## [Texte source]
::::
Journée mouvementée à Ndiawedoune (St-Louis) : des tirs de lacrymogènes et des interpellations. Une population en panique.

Une nouvelle vague de protestations contre la récurrence des accidents sur la route nationale numéro 2 à NDIAWEDOUNE, a éclaté, vendredi, sanctionnée par une riposte musclée des gendarmes et l’intrusion de ces forces de l’ordre dans le village.

Une fronde des jeunes en colère dont certains, parents du jeune garçon tué, hier, par un véhicule, a dégénéré. Ceux-ci, dénonçaient les nombreuses victimes recensées dues aux courses vitesse sur la nationale, à la non-installation de dos-d’âne et au silence des autorités sur ces tragédies mortelles.

A NDIAWEDOUNE, les résidus de pneus enflammés, les centaines de pierre sur le goudron, et les autres objets calcinés démontrent, à suffisance, l’ardeur de la violence qui s’y est déroulée.
::::
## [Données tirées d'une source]

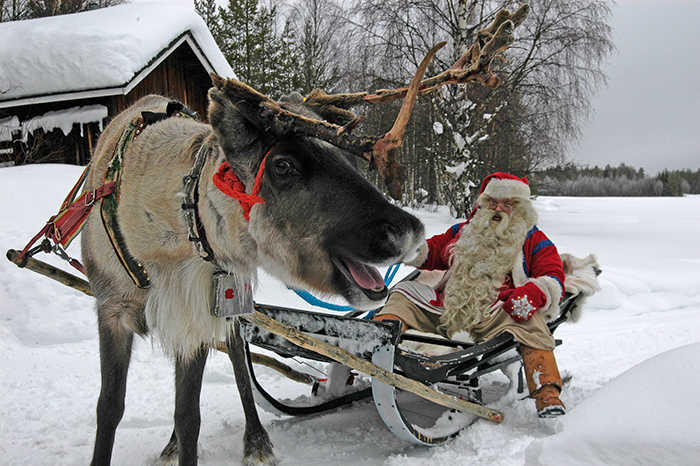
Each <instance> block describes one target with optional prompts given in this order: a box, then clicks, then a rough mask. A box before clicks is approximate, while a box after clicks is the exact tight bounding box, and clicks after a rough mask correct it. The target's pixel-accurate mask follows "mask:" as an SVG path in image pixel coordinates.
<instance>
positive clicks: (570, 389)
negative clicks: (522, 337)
mask: <svg viewBox="0 0 700 466" xmlns="http://www.w3.org/2000/svg"><path fill="white" fill-rule="evenodd" d="M81 171H82V167H75V166H67V165H33V166H21V167H8V168H0V219H2V220H1V221H0V250H2V251H3V252H4V251H6V250H7V249H9V248H15V249H18V248H19V249H21V248H22V247H23V246H24V245H25V244H26V242H27V241H28V240H29V239H30V238H31V237H32V236H33V235H34V234H35V233H36V232H37V231H39V230H40V229H41V227H42V226H43V225H44V223H45V222H46V220H47V219H48V218H49V217H50V216H51V215H53V214H55V213H56V210H57V209H58V207H59V206H60V204H61V201H62V200H63V198H64V197H65V195H66V193H67V192H68V191H69V190H70V188H71V187H72V186H73V184H74V183H75V181H76V180H77V178H78V176H79V175H80V173H81ZM535 207H536V208H537V210H538V212H539V214H540V222H539V226H540V228H541V229H542V230H543V231H545V232H546V233H547V235H548V236H549V237H550V238H551V239H552V240H553V241H554V242H555V244H556V245H557V247H558V248H559V250H560V251H561V252H569V253H572V254H574V255H577V256H585V255H587V254H589V253H596V254H597V256H598V260H599V262H600V264H601V267H602V269H603V274H602V275H601V277H600V283H601V286H602V291H600V292H599V293H598V294H596V295H594V296H593V297H592V298H591V299H590V300H589V301H588V304H587V309H586V311H585V312H584V315H583V317H582V319H581V320H580V321H579V322H578V323H576V324H569V323H567V324H564V325H562V326H561V327H560V328H559V329H558V330H557V333H556V337H557V338H559V339H562V340H563V345H561V346H560V347H558V348H557V350H556V357H557V361H558V363H559V367H560V369H561V370H562V372H564V373H565V374H568V375H571V376H572V380H571V382H570V383H569V384H568V385H567V386H566V388H565V390H564V393H563V394H562V399H563V401H564V402H565V403H566V404H567V406H568V408H569V414H567V416H565V417H564V418H562V419H561V420H560V421H557V420H542V419H538V418H537V416H536V414H535V408H534V402H533V401H532V400H529V399H522V395H517V394H512V393H510V392H508V393H507V394H506V395H503V394H504V393H506V385H507V380H506V379H505V377H504V376H503V375H501V374H498V373H495V374H490V375H489V376H487V377H485V378H484V380H483V387H484V392H485V396H488V398H487V401H488V403H489V406H491V407H493V408H494V409H497V410H499V411H502V412H503V413H504V414H505V420H504V422H503V423H501V424H493V423H490V422H488V421H483V420H480V421H477V422H475V423H474V424H473V425H471V426H469V427H468V428H466V429H465V430H464V431H463V432H461V433H460V434H459V435H458V436H457V437H456V438H455V439H454V440H452V441H450V442H448V443H447V444H446V445H443V446H440V447H435V448H422V447H416V446H413V445H409V444H407V443H404V442H402V441H400V440H398V439H397V438H396V437H395V436H394V435H393V434H391V432H390V431H389V429H388V428H387V427H386V426H385V425H384V424H383V422H382V421H381V419H380V417H379V415H378V413H377V410H376V408H375V407H374V405H373V404H372V403H371V401H367V402H361V403H357V404H355V405H353V406H350V407H348V408H345V409H343V410H340V411H337V412H331V413H328V414H324V415H322V416H312V417H308V418H291V417H282V418H276V417H274V416H273V415H271V414H269V413H266V412H264V411H262V410H260V409H259V410H258V411H259V412H260V417H261V420H262V422H263V424H264V425H265V427H266V428H267V430H268V432H269V433H270V436H271V439H272V442H273V443H274V445H275V453H276V455H277V456H278V458H279V459H280V464H281V465H284V466H295V465H300V466H301V465H304V466H308V465H309V464H323V465H325V466H348V465H365V464H368V465H383V466H426V465H430V466H443V465H444V466H455V465H457V464H469V465H474V466H482V465H483V466H486V465H488V466H523V465H527V466H535V465H542V466H550V465H556V466H571V465H589V464H590V465H598V464H600V465H603V464H605V465H615V466H638V465H640V464H641V465H659V466H668V465H673V466H677V465H696V464H698V460H699V459H700V450H699V449H698V448H699V447H698V441H697V438H698V437H697V433H698V432H699V431H700V425H699V424H698V420H699V419H700V412H698V411H700V408H699V404H698V403H697V401H696V400H695V399H694V398H695V397H696V396H697V394H698V387H699V386H700V380H699V377H700V376H699V374H700V367H699V363H698V359H699V358H698V352H699V351H700V343H699V342H700V325H698V323H699V320H698V316H699V315H700V243H699V242H698V241H697V235H698V232H700V196H687V197H683V198H662V199H652V198H619V199H618V198H603V199H601V198H554V197H541V198H539V199H538V200H537V201H536V202H535ZM413 212H414V213H415V214H416V215H417V216H418V217H419V218H420V219H421V220H422V221H423V222H424V223H425V225H426V232H427V235H429V236H432V235H434V234H437V233H442V232H444V231H446V230H447V228H449V227H450V226H451V225H453V224H454V223H457V222H458V221H459V219H454V218H452V217H451V216H450V215H449V211H448V209H447V208H440V209H438V210H437V211H435V212H426V211H420V210H419V211H413ZM652 214H653V218H651V217H650V216H652ZM79 246H80V242H79V241H74V242H73V243H72V245H71V247H70V248H69V250H68V252H69V253H70V254H71V255H73V256H76V257H79V255H80V250H79V249H80V248H79ZM40 258H41V259H42V260H45V261H48V262H51V263H52V264H55V265H57V266H58V267H59V268H61V269H63V270H66V271H68V272H70V273H76V272H75V271H74V270H72V268H71V267H70V266H68V265H67V264H66V263H65V262H63V261H61V260H60V259H58V258H56V257H53V256H49V255H46V254H42V255H41V257H40ZM409 272H410V270H409V269H408V268H407V267H402V268H401V269H400V270H399V273H398V276H397V278H396V280H398V279H399V278H400V277H401V276H403V275H405V274H407V273H409ZM255 299H256V301H258V302H261V303H269V304H277V305H281V306H284V307H292V308H298V309H311V306H309V305H308V304H306V303H305V302H304V301H303V300H302V299H301V298H299V297H298V296H296V295H295V294H294V293H292V292H291V291H289V290H287V289H286V287H285V286H284V285H283V284H281V283H279V282H278V281H276V280H274V279H272V278H270V277H269V276H267V275H266V274H264V273H261V274H260V284H259V286H258V288H257V290H256V292H255ZM316 310H318V309H316ZM96 327H97V325H96V317H95V312H94V300H93V299H92V298H90V297H88V296H85V295H83V294H81V293H79V292H77V291H74V290H72V289H70V288H68V287H66V286H63V285H60V284H58V283H56V282H54V281H52V280H50V279H48V278H45V277H42V276H39V275H37V274H34V273H32V272H29V271H27V270H22V269H19V268H18V267H16V266H15V265H14V264H12V263H10V262H9V261H7V260H1V261H0V374H2V377H0V464H2V465H3V466H25V465H32V466H42V465H46V466H54V465H56V464H61V465H70V466H73V465H76V466H77V465H85V464H88V463H89V461H90V456H91V454H92V448H93V441H94V435H95V406H96V402H97V397H98V394H99V388H100V381H99V380H100V376H99V356H98V339H97V328H96ZM287 362H289V363H290V364H293V365H295V367H297V368H300V369H304V370H307V371H309V370H310V369H309V368H308V367H305V366H302V365H296V363H295V362H294V361H287ZM322 366H323V365H322V364H320V363H318V364H314V367H317V368H318V370H323V367H322ZM129 372H130V377H129V382H128V390H127V398H126V412H125V414H124V419H123V420H122V423H121V424H120V426H119V429H118V430H117V437H116V443H115V450H114V459H113V464H114V465H138V466H140V465H144V466H145V465H151V464H153V462H154V461H155V459H156V458H157V455H158V454H159V453H160V451H161V450H162V448H163V447H164V446H165V444H166V443H167V441H168V439H169V437H170V434H171V432H172V413H173V392H174V389H173V370H172V364H171V361H169V360H168V358H166V357H164V356H163V354H162V353H161V351H160V350H159V349H158V346H157V345H153V344H152V343H151V342H150V341H149V340H143V339H136V341H135V349H134V354H133V357H132V363H131V366H130V369H129ZM258 379H259V380H260V381H261V382H262V383H264V384H265V386H266V387H267V388H268V391H274V392H276V393H278V394H279V395H280V397H281V398H288V397H295V396H298V395H302V394H305V395H308V394H309V392H310V389H309V387H308V386H306V385H303V384H295V383H293V382H291V381H290V380H289V379H286V378H285V377H283V376H281V375H279V374H278V373H276V372H274V371H272V370H271V369H267V368H261V370H260V373H259V374H258ZM201 412H202V429H201V434H200V439H199V464H200V465H202V466H220V465H221V466H222V465H231V464H238V463H239V462H240V458H241V456H242V446H241V438H242V435H243V428H244V415H243V411H242V409H241V406H240V401H239V397H238V393H237V392H236V387H235V380H234V378H233V374H232V369H231V364H230V362H229V361H228V358H227V357H226V355H223V354H212V355H211V357H210V358H209V361H208V363H207V368H206V370H205V374H204V384H203V390H202V402H201ZM438 427H439V426H438Z"/></svg>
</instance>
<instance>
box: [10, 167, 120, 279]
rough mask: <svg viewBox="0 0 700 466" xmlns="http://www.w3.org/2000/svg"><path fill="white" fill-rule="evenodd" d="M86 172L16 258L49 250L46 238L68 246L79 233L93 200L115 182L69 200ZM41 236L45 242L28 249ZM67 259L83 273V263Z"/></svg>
mask: <svg viewBox="0 0 700 466" xmlns="http://www.w3.org/2000/svg"><path fill="white" fill-rule="evenodd" d="M86 173H87V168H86V170H85V172H83V175H82V176H81V177H80V180H79V181H78V183H76V185H75V186H74V187H73V189H72V190H71V192H70V193H69V194H68V196H67V197H66V199H65V200H64V201H63V204H62V205H61V208H60V209H59V211H58V213H57V214H56V215H54V216H53V217H51V218H49V220H48V221H47V222H46V225H44V228H42V229H41V231H40V232H39V233H37V234H36V236H34V238H32V239H31V240H30V241H29V243H28V244H27V245H26V246H25V247H24V249H23V250H22V252H21V253H20V254H19V256H18V257H17V259H18V260H21V259H23V258H24V257H25V256H29V257H31V256H32V255H33V254H35V253H36V252H38V251H41V250H43V251H45V252H49V251H50V249H51V248H50V244H49V243H48V240H51V241H52V242H53V243H54V245H56V246H57V245H59V244H60V245H61V246H63V247H64V248H65V247H68V244H69V243H70V242H71V241H72V240H73V239H74V238H75V237H76V236H77V235H78V233H80V230H81V229H82V227H83V224H84V223H85V220H87V216H88V215H89V214H90V210H92V206H93V205H94V204H95V201H97V200H98V199H101V198H103V197H105V196H109V195H110V194H112V193H113V192H114V190H115V188H116V183H107V184H105V185H102V186H100V187H99V188H97V189H94V190H92V191H85V192H84V193H83V194H82V195H81V196H80V197H78V199H76V200H75V201H73V202H71V199H72V198H73V196H75V193H76V192H77V190H78V188H79V187H80V185H81V184H82V182H83V181H84V178H85V175H86ZM42 236H46V240H45V242H46V243H47V244H46V245H42V246H39V247H37V248H35V249H34V250H31V251H30V248H31V247H32V246H33V245H34V243H36V241H37V240H38V239H39V238H41V237H42ZM66 257H67V256H66ZM68 261H69V263H70V264H71V265H72V266H73V267H75V268H76V269H78V270H79V271H80V272H81V273H85V271H84V269H83V265H82V264H81V263H80V261H78V260H77V259H70V258H68Z"/></svg>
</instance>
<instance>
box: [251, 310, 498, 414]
mask: <svg viewBox="0 0 700 466" xmlns="http://www.w3.org/2000/svg"><path fill="white" fill-rule="evenodd" d="M241 317H242V318H243V319H245V320H247V321H248V322H250V323H253V324H255V325H257V326H259V327H262V328H264V329H265V330H267V331H269V332H272V333H275V334H277V335H280V336H282V337H283V338H285V339H287V340H289V341H290V342H292V343H294V344H296V345H298V346H301V347H302V348H306V349H309V350H311V351H314V352H317V353H319V354H322V355H324V356H327V357H329V358H331V359H333V360H335V361H337V362H339V363H341V364H345V365H347V366H349V367H351V368H353V369H355V370H358V371H360V372H363V373H365V374H367V375H369V376H370V377H374V378H376V379H377V380H379V381H381V382H384V383H386V384H389V385H392V386H394V387H396V388H400V389H402V390H406V391H408V392H411V393H414V394H416V395H418V396H420V397H422V398H425V399H428V400H430V401H432V402H434V403H437V404H440V405H442V406H446V407H448V408H453V409H456V410H458V411H462V412H468V413H472V414H475V415H477V416H479V417H482V418H484V419H488V420H490V421H493V422H501V421H503V413H500V412H498V411H495V410H492V409H489V408H487V407H485V406H481V405H478V404H476V403H471V402H468V401H465V400H460V399H459V398H456V397H453V396H449V395H445V394H443V393H440V392H438V391H436V390H433V389H432V388H430V387H428V386H427V385H424V384H422V383H420V382H416V381H415V380H411V379H408V378H406V377H403V376H402V375H399V374H395V373H393V372H389V371H387V370H384V369H382V368H381V367H379V366H377V365H375V364H373V363H371V362H369V361H366V360H364V359H361V358H358V357H357V356H354V355H353V354H351V353H349V352H347V351H345V350H343V349H341V348H338V347H336V346H333V345H331V344H329V343H326V342H324V341H321V340H318V339H316V338H313V337H311V336H309V335H306V334H305V333H303V332H300V331H298V330H296V329H294V328H292V327H290V326H287V325H284V324H281V323H279V322H277V321H275V320H274V319H271V318H270V317H268V316H266V315H264V314H262V313H261V312H259V311H256V312H255V313H253V314H251V315H246V316H241Z"/></svg>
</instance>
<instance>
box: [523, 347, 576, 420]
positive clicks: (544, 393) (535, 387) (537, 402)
mask: <svg viewBox="0 0 700 466" xmlns="http://www.w3.org/2000/svg"><path fill="white" fill-rule="evenodd" d="M520 354H522V356H523V368H524V369H525V380H526V381H527V388H528V390H529V392H530V396H531V397H532V398H534V399H535V406H536V407H537V414H538V415H539V416H540V417H557V416H562V415H564V414H566V407H565V406H564V403H562V402H561V400H560V399H559V394H560V393H561V376H560V375H559V369H558V368H557V362H556V360H555V359H554V351H551V350H550V351H547V350H540V349H535V348H531V347H529V346H525V345H521V346H520Z"/></svg>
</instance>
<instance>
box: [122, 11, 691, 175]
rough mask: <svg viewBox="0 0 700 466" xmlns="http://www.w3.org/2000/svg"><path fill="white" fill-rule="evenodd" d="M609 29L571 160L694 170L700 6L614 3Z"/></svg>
mask: <svg viewBox="0 0 700 466" xmlns="http://www.w3.org/2000/svg"><path fill="white" fill-rule="evenodd" d="M136 1H138V0H136ZM149 1H152V0H149ZM164 1H173V2H177V3H184V4H188V5H190V6H192V5H193V2H192V0H164ZM611 26H612V27H613V29H614V33H613V41H614V43H615V46H616V47H617V52H615V53H614V54H613V55H612V56H610V57H609V59H608V62H607V63H606V64H605V66H604V67H603V71H604V72H605V74H606V75H607V76H608V78H609V81H608V86H607V87H603V88H601V89H600V91H599V93H598V95H596V96H594V97H593V98H592V101H591V102H592V104H593V109H594V112H593V114H592V115H591V116H590V118H589V121H587V122H586V123H585V124H584V125H583V138H582V139H581V141H580V144H577V145H576V146H575V147H573V148H572V149H571V150H570V151H569V159H570V160H571V161H573V162H576V163H578V164H582V165H590V166H593V165H598V166H601V167H604V166H605V165H608V164H610V165H612V166H618V165H619V164H620V163H625V164H627V165H630V166H633V167H635V168H644V170H645V171H646V173H647V174H649V175H655V174H657V173H658V172H660V171H661V170H663V169H664V168H669V169H682V168H689V169H692V170H698V169H700V0H617V3H616V5H615V6H614V7H613V17H612V21H611Z"/></svg>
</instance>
::::
## [Exercice]
Recopiez le passage de l'article sur les heurts à Ndiawedoune : commencez aux mots « Une nouvelle vague » et arrêtez-vous après « dans le village. ».

## [Réponse]
Une nouvelle vague de protestations contre la récurrence des accidents sur la route nationale numéro 2 à NDIAWEDOUNE, a éclaté, vendredi, sanctionnée par une riposte musclée des gendarmes et l’intrusion de ces forces de l’ordre dans le village.